• Input rows:
^^^^^^^^
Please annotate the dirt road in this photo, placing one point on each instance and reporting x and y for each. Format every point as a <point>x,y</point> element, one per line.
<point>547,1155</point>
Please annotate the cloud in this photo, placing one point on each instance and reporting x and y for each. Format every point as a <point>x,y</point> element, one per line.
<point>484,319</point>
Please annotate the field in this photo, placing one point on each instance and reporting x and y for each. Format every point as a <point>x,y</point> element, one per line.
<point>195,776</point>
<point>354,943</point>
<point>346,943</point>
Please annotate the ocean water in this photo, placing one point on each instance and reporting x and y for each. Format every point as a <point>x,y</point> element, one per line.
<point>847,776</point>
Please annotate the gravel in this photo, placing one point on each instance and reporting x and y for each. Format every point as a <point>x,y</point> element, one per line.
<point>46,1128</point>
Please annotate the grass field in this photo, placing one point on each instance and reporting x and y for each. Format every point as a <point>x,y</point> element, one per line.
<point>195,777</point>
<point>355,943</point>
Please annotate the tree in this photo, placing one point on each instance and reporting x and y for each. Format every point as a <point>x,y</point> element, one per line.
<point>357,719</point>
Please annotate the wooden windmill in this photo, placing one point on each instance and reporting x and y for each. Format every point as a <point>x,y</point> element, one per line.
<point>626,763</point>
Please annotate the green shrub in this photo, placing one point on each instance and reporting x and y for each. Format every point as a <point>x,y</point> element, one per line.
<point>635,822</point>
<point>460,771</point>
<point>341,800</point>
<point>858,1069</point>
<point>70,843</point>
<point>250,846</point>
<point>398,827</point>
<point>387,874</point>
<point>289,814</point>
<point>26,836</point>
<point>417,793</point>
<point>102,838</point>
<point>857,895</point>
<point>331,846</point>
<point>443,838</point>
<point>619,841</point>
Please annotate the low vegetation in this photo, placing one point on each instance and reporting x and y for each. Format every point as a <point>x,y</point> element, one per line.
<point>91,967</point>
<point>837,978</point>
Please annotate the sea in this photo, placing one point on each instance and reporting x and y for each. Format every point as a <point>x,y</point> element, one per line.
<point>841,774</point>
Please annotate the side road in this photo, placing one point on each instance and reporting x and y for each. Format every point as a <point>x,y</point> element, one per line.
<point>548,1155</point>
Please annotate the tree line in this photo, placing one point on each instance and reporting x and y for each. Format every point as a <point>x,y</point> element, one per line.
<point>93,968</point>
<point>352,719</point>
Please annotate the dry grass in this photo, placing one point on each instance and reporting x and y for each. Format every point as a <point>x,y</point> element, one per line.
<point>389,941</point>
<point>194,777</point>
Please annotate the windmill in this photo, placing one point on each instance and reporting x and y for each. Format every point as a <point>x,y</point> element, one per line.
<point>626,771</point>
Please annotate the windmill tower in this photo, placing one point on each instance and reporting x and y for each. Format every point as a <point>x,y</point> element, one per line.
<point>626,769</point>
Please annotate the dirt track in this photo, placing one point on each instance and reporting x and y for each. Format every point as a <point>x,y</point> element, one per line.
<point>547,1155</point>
^^^^^^^^
• Stated goal: Render the entries above as a JSON array of strings, one string per line, with blank lines omitted.

• Output:
[
  "Please annotate the dirt road in this photo, placing one point on each instance and reporting x and y for each. Format every point as a <point>x,y</point> element, one per line.",
  "<point>547,1155</point>",
  "Please annotate the cloud in this photo, placing one point on each instance and reporting x and y for each. Format every point as a <point>x,y</point> element, one per line.",
  "<point>484,319</point>",
  "Please annotate the field in this photo, placing one point on each instance and reporting x and y for each. Format every point as a <point>x,y</point> element, one per line.",
  "<point>195,776</point>",
  "<point>354,943</point>",
  "<point>346,943</point>",
  "Please annotate the ocean water in this photo, placing one point on each instance and reporting x and y for each. Format every point as a <point>x,y</point> element, one per line.",
  "<point>847,776</point>",
  "Please annotate the gravel in this photo, placing one point on each instance and reporting x and y for each. Format every point as a <point>x,y</point> element, one per line.",
  "<point>46,1128</point>",
  "Please annotate the grass field in this photo, placing one point on each instance and reporting x and y for each. Format every point as a <point>x,y</point> element, one per line.",
  "<point>195,777</point>",
  "<point>355,943</point>",
  "Please annotate the tree in this photo, placing one point on each instance and reporting x and y for each. Format every point as a <point>x,y</point> element, one per line.",
  "<point>357,719</point>",
  "Please annotate the wooden windmill in this photo, placing one point on each instance and reporting x and y for each. Format every point as a <point>x,y</point> element, one per line.",
  "<point>626,763</point>",
  "Please annotate the green shrub in this photo, placing one point on each instance and reporting x and y for each. Format every point as a <point>x,y</point> element, one per line.",
  "<point>635,822</point>",
  "<point>460,771</point>",
  "<point>341,800</point>",
  "<point>858,1069</point>",
  "<point>70,843</point>",
  "<point>250,846</point>",
  "<point>398,827</point>",
  "<point>387,874</point>",
  "<point>289,814</point>",
  "<point>26,836</point>",
  "<point>417,793</point>",
  "<point>102,838</point>",
  "<point>857,895</point>",
  "<point>331,846</point>",
  "<point>443,838</point>",
  "<point>619,841</point>",
  "Please annotate the low vegetation in this photo, placing one point on each instance and reporting x and y for each. Format every point as a <point>x,y</point> element, one per line.",
  "<point>91,967</point>",
  "<point>837,978</point>",
  "Please annotate the sea in this photo, placing one point on each instance and reporting x and y for each. Format every point as a <point>x,y</point> element, one per line.",
  "<point>841,774</point>",
  "Please annotate the side road in this photo, placing one point on each instance and reporting x and y for each. Format every point as a <point>x,y</point> element, one per line.",
  "<point>548,1155</point>",
  "Please annotate the tree line in this photo, placing one point on each instance and reporting x and y for each. Format every point as a <point>x,y</point> element, one per line.",
  "<point>93,968</point>",
  "<point>352,719</point>",
  "Please annotate the dry grass in this photo, placing one point on each instance and reporting x and y for each. Format every point as a <point>x,y</point> element, one per line.",
  "<point>389,941</point>",
  "<point>194,777</point>",
  "Please annotate the windmill in this photo, placing one point on each instance and reporting x and y for each. Format every point as a <point>x,y</point> element, one per line.",
  "<point>626,771</point>",
  "Please annotate the windmill tower in this photo, placing one point on each instance and reporting x and y for each. Format every point as a <point>x,y</point> element, one per line.",
  "<point>626,769</point>",
  "Please annotate the dirt track in this photo, placing one point on each instance and reporting x and y for each. Format every point as a <point>x,y</point> element, one per line.",
  "<point>547,1155</point>"
]